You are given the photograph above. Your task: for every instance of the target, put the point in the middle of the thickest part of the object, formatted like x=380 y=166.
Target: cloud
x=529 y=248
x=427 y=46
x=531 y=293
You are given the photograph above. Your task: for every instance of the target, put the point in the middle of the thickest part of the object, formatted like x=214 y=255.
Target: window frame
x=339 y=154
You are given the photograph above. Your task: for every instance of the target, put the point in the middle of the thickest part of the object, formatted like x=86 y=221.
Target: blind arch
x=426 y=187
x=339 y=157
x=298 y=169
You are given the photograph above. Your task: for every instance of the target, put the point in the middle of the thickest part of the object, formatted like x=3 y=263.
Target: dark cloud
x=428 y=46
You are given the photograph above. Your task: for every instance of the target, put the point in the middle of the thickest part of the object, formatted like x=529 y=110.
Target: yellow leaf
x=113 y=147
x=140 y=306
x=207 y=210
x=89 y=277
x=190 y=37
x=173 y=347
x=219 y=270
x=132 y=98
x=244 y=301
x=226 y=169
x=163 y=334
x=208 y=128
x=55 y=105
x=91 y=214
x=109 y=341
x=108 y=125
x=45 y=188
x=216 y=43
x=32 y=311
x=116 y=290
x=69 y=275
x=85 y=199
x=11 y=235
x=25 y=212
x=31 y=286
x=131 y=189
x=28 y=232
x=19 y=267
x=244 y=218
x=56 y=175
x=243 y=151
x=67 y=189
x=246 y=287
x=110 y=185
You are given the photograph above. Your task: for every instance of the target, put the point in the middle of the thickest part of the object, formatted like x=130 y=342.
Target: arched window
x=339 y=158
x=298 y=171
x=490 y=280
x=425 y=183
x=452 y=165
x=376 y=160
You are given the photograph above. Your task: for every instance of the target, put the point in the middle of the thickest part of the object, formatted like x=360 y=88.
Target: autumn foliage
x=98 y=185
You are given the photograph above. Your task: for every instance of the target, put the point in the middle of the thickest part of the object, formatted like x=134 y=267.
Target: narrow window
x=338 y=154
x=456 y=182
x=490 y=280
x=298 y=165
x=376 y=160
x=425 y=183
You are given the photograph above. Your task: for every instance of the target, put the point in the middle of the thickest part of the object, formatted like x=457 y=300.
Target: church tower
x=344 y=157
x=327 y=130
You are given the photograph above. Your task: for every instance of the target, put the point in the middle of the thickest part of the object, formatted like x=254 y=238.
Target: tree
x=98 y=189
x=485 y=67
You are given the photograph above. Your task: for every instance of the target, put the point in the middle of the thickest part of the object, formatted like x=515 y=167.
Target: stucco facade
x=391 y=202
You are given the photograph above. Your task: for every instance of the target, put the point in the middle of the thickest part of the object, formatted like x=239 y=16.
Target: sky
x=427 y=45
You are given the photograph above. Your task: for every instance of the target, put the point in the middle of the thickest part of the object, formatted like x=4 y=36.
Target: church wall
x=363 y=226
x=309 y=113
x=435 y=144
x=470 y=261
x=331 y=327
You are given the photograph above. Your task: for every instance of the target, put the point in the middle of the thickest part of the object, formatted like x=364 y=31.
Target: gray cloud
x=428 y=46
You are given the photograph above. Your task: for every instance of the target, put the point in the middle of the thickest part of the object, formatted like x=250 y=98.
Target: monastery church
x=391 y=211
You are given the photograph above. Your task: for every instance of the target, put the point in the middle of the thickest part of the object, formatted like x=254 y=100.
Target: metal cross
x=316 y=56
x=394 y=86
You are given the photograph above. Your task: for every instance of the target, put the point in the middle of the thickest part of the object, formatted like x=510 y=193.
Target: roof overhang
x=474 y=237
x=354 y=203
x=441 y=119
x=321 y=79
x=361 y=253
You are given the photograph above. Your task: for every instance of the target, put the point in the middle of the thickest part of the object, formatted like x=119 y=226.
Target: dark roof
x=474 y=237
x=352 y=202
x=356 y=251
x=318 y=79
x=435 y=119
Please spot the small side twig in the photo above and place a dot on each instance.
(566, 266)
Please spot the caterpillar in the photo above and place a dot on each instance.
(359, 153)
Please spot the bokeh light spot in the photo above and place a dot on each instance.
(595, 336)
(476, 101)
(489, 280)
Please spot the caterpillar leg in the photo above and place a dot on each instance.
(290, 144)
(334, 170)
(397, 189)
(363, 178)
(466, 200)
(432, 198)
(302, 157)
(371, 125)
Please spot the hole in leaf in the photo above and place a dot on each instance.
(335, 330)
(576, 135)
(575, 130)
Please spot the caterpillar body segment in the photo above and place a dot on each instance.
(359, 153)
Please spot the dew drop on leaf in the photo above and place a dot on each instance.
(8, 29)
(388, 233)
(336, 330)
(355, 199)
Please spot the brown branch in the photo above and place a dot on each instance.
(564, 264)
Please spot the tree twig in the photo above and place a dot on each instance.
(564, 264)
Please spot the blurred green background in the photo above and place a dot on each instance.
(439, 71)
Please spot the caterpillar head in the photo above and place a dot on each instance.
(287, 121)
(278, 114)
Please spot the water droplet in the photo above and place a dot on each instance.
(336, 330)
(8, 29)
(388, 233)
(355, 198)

#####

To do
Rewrite the lines from the one containing "Please spot the small" through the end of the material, changing every "caterpillar" to "larva" and leaving everything else as it is.

Correct output
Please spot the small side twig in the photo above and place a dot on each instance.
(566, 266)
Please spot the larva in the photo above and place a dot on each instance.
(359, 153)
Please spot the bokeh light spot in the photo above and place a dot on each instance.
(595, 336)
(476, 101)
(489, 280)
Please spot the larva leg in the photo above and place a dot on each instance.
(290, 144)
(334, 170)
(397, 189)
(363, 178)
(466, 200)
(432, 198)
(302, 157)
(371, 125)
Please spot the hole in leaf in the photo above and place a dot on each instance.
(335, 330)
(576, 135)
(575, 130)
Please spot the larva body segment in the photo above and place a dot on each instance.
(359, 153)
Please spot the dew drop on leaf in the photo above and place a dot on each instance.
(8, 29)
(388, 233)
(336, 330)
(355, 199)
Please spot the brown branch in the photo above and place a dot on each instance.
(564, 264)
Please spot the tree twig in the photo above and place a dot on each instance.
(564, 264)
Please spot the blurred green background in the photo above and place a dot on each instance.
(439, 71)
Please spot the larva head in the photo above and place a dot on each instance.
(287, 121)
(278, 114)
Please spot the water droplet in the photo above and place a dot on each instance.
(336, 330)
(8, 29)
(388, 233)
(355, 198)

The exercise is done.